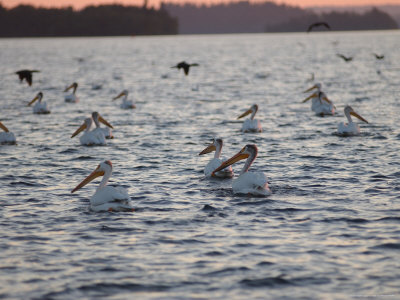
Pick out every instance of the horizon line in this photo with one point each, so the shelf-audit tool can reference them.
(193, 2)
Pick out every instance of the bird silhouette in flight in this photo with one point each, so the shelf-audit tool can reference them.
(377, 56)
(318, 24)
(27, 75)
(345, 58)
(185, 66)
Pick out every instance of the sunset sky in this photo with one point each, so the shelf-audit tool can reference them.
(81, 3)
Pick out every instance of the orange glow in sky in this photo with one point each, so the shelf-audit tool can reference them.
(82, 3)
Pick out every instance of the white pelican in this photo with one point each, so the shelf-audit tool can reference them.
(254, 183)
(251, 125)
(126, 104)
(6, 137)
(350, 128)
(216, 146)
(72, 98)
(321, 105)
(106, 131)
(40, 107)
(90, 138)
(106, 198)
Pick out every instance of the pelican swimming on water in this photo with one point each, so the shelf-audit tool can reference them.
(40, 107)
(321, 105)
(216, 146)
(106, 131)
(90, 138)
(106, 198)
(350, 128)
(251, 124)
(71, 98)
(253, 183)
(6, 137)
(126, 104)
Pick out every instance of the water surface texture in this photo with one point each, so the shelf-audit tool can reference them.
(330, 230)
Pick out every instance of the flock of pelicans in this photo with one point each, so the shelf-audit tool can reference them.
(108, 198)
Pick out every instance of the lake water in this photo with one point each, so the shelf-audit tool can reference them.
(330, 229)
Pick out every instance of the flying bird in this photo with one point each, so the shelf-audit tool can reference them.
(6, 137)
(318, 24)
(71, 98)
(40, 107)
(27, 75)
(345, 58)
(321, 105)
(350, 128)
(185, 66)
(377, 56)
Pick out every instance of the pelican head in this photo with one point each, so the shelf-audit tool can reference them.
(315, 86)
(39, 97)
(96, 118)
(102, 168)
(248, 151)
(123, 93)
(348, 110)
(86, 125)
(72, 86)
(253, 110)
(2, 126)
(216, 143)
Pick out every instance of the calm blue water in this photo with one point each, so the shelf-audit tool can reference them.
(330, 230)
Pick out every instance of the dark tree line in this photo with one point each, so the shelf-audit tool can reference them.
(104, 20)
(233, 17)
(244, 16)
(371, 20)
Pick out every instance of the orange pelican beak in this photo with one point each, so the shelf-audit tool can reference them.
(310, 89)
(353, 113)
(119, 96)
(3, 127)
(210, 148)
(80, 129)
(247, 112)
(96, 173)
(310, 97)
(105, 122)
(33, 100)
(231, 161)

▬▬▬

The problem =
Convert the stretch of the records from the line containing "Pick out every instance of the dark" through the end of the records into a numbered list, leaving out any blank lines.

Written response =
1. Pick out every instance of the dark tree line in this photo with one point each, so the shelf-audit tool can reference them.
2. (104, 20)
3. (233, 17)
4. (244, 16)
5. (371, 20)
6. Pick out every instance of the orange pelican beak in this photo with one point each, so the shelf-audit tool can reference them.
7. (310, 89)
8. (353, 113)
9. (119, 96)
10. (3, 127)
11. (210, 148)
12. (80, 129)
13. (247, 112)
14. (96, 173)
15. (310, 97)
16. (105, 122)
17. (33, 100)
18. (231, 161)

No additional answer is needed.